To do — Only an exact copy of the records below will serve as the answer.

[Referring expression pointing data]
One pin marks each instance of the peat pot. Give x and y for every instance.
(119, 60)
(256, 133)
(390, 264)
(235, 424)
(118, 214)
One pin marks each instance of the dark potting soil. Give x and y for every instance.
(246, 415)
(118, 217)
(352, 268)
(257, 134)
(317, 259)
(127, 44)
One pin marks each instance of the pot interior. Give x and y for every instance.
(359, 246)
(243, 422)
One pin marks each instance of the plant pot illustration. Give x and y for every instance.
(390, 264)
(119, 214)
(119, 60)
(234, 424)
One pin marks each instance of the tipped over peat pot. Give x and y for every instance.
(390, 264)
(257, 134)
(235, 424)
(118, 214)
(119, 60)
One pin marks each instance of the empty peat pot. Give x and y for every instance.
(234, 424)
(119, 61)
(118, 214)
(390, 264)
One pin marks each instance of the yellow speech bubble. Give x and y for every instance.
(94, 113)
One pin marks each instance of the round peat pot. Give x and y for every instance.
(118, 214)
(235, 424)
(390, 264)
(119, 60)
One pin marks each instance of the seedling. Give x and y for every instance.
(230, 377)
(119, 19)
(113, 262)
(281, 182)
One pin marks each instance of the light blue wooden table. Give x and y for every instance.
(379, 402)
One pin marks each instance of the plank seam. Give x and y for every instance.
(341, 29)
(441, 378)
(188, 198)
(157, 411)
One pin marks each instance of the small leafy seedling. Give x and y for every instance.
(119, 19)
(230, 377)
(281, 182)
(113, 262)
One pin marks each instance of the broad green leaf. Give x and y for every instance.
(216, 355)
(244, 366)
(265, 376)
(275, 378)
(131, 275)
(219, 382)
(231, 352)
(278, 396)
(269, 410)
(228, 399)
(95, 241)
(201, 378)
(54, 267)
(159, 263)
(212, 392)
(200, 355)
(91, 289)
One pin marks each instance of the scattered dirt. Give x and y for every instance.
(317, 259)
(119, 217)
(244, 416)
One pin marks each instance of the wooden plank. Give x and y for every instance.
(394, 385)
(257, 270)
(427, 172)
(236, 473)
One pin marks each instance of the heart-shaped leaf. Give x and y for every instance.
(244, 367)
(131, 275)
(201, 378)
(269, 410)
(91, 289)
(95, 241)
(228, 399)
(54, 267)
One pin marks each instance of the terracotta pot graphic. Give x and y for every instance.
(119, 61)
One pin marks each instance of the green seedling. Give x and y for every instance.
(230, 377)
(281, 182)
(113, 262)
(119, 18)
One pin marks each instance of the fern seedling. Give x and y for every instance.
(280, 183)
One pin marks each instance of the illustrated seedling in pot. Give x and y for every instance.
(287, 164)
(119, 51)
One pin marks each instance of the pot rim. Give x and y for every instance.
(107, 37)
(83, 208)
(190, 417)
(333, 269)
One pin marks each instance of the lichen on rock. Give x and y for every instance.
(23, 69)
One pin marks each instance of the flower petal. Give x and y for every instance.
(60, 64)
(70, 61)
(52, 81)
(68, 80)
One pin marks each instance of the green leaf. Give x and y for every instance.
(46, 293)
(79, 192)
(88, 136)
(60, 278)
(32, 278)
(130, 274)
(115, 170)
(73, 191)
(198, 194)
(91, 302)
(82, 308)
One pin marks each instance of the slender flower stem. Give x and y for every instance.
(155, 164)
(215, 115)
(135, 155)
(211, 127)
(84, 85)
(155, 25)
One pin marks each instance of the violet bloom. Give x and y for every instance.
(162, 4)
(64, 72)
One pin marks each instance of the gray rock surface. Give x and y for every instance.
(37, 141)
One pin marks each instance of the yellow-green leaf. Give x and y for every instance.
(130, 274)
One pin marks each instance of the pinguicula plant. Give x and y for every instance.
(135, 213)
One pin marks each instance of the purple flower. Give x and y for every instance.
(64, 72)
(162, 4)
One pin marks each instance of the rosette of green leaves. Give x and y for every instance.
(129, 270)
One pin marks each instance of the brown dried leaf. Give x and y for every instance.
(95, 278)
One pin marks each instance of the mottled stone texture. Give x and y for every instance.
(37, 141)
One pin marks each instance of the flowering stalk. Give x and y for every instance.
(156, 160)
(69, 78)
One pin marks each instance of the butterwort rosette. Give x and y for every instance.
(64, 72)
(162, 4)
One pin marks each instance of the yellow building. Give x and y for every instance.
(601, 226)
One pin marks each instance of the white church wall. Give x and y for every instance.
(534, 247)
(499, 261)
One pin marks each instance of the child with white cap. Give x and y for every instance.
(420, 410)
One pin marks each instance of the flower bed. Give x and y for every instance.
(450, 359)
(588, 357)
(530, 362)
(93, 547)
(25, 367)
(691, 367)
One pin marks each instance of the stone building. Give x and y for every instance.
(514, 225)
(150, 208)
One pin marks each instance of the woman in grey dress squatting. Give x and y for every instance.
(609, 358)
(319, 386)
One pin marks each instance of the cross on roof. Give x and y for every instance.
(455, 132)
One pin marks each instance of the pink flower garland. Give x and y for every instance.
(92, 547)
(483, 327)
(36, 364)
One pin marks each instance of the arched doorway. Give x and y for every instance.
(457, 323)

Reply to the task —
One pin marks each instance of the peat pot. Give x and y for every instance.
(119, 60)
(256, 133)
(390, 264)
(235, 424)
(118, 214)
One pin marks each instance of the dark potting soil. Give x and y for every instance.
(246, 415)
(118, 217)
(352, 268)
(257, 134)
(317, 259)
(127, 44)
One pin marks each instance of the pot interior. Give x and y for every instance.
(359, 246)
(243, 422)
One pin marks each instance of the plant pot illustration. Give x and y for every instance.
(390, 264)
(119, 214)
(119, 60)
(234, 424)
One pin marks each instance of the tipped over peat pot. Give x and y for every instance.
(390, 264)
(257, 134)
(235, 424)
(118, 214)
(119, 60)
One pin marks each instance of the empty peat pot. Give x and y for every instance.
(234, 424)
(119, 61)
(118, 214)
(390, 264)
One pin marks each instance of the yellow speech bubble. Give x and y for every instance.
(94, 113)
One pin marks each instance of the round peat pot. Give x and y for every instance.
(118, 214)
(235, 424)
(390, 264)
(119, 60)
One pin marks each instance of the seedling. Give x and y for every instance.
(230, 377)
(119, 19)
(113, 262)
(281, 182)
One pin marks each instance of the light blue wooden table. Give x and y for every instance.
(379, 402)
One pin marks each instance of the plank seam. Give x and y for every instance.
(341, 29)
(441, 378)
(188, 198)
(157, 411)
One pin marks each instance of the small leafy seedling. Give x and y for every instance.
(119, 19)
(230, 377)
(281, 182)
(113, 262)
One pin marks each instance of the broad green leaf. Give x and y for every instance.
(216, 355)
(244, 366)
(265, 376)
(275, 378)
(131, 275)
(219, 382)
(231, 352)
(278, 396)
(269, 410)
(228, 399)
(95, 241)
(201, 378)
(54, 267)
(159, 263)
(212, 392)
(200, 355)
(91, 289)
One pin marks each instance of the scattered dirt. Give x and y for every instance.
(317, 259)
(119, 217)
(244, 416)
One pin marks each instance of the wooden plank. Give x and y for every instance.
(394, 385)
(257, 270)
(427, 172)
(236, 473)
One pin marks each instance of the heart-shaped leaf. Give x and y for every instance.
(244, 367)
(131, 275)
(201, 378)
(269, 410)
(91, 289)
(95, 241)
(228, 399)
(54, 267)
One pin marks each instance of the terracotta pot graphic. Give x and y for every instance.
(119, 61)
One pin marks each instance of the green seedling. Give x and y for every instance.
(230, 377)
(281, 182)
(113, 262)
(119, 18)
One pin marks each instance of the fern seedling. Give x and y for every instance.
(280, 183)
One pin marks each instance of the illustrated seedling in pot. Give x and y for every instance.
(287, 164)
(119, 51)
One pin marks each instance of the pot rim. Give x and y for every instance.
(107, 37)
(83, 208)
(190, 417)
(333, 269)
One pin marks each instance of the lichen on rock. Give x and y for every instance.
(23, 69)
One pin marks each instance of the flower petal. Give x and y for every instance.
(60, 64)
(70, 61)
(52, 81)
(68, 80)
One pin marks each instance of the green leaf. Give x and y for every instance.
(46, 293)
(79, 192)
(88, 136)
(60, 278)
(32, 278)
(130, 274)
(115, 170)
(73, 191)
(198, 194)
(91, 302)
(82, 308)
One pin marks each instance of the slender flower stem. Give x and y for every instance.
(155, 164)
(215, 115)
(135, 155)
(211, 127)
(84, 85)
(155, 25)
One pin marks each instance of the violet bloom. Give x and y for every instance.
(162, 4)
(64, 72)
One pin marks each instance of the gray rock surface. Give x and y for every instance.
(37, 141)
One pin marks each instance of the yellow-green leaf. Give x and y for every instance.
(130, 274)
One pin marks each instance of the pinguicula plant. Give x and y for every instance.
(135, 213)
One pin marks each instance of the purple flower. Give x and y for every instance.
(64, 72)
(162, 4)
One pin marks each instance of the rosette of green leaves. Give x and y for every instance.
(129, 270)
One pin marks each instance of the brown dried leaf. Give x and y for every instance.
(95, 278)
One pin marks each instance of the mottled stone texture. Give x and y for every instance.
(37, 141)
One pin marks each instance of the flowering stalk. Give x and y for every instance.
(156, 160)
(69, 78)
One pin marks each instance of the butterwort rosette. Give x and y for every instance.
(64, 72)
(162, 4)
One pin marks each instance of the yellow building. Give x and y for every instance.
(601, 226)
One pin marks each instance of the white church wall. Give x and y for every instance.
(534, 247)
(499, 261)
One pin marks each instance of the child with white cap. Give x and y for every instance.
(420, 410)
One pin marks each instance of the flower bed. Give x and y for every instance.
(450, 359)
(588, 357)
(530, 362)
(93, 547)
(25, 367)
(691, 367)
One pin marks each instance of the stone building. Give x and y for every instance.
(514, 225)
(150, 208)
One pin marks each instance of the woman in grey dress squatting. Give x and y for every instance.
(609, 358)
(319, 386)
One pin marks each instance of the cross on roof. Give x and y for every instance.
(455, 132)
One pin marks each instance of the pink flower garland. Give x and y for every instance.
(92, 547)
(483, 327)
(36, 364)
One pin marks each instance of the arched doorway. Give x and y for every instance.
(457, 323)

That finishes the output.